- [WORK INSTRUCTIONS]
Find each line below that contains the word "photo" and copy those lines out in full.

- [EXCERPTED RECORDS]
-- start --

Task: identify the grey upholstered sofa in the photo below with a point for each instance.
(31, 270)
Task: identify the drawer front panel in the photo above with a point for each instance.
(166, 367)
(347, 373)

-- end --
-- start --

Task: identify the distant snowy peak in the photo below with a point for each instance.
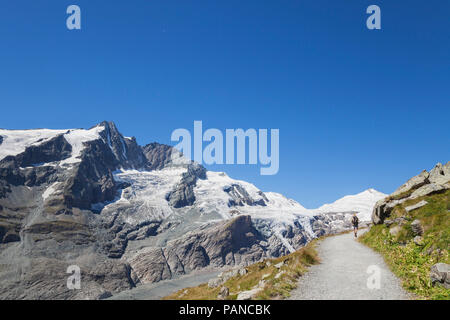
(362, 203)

-- end --

- [WRITTEN REPLY]
Task: identify the grey upholstered sofa in the photo below with a point for each instance.
Task: identify the drawer front panel in the photo above with a point for each instance.
Task: identify the distant snowy peak in the photo below with a point for each instance.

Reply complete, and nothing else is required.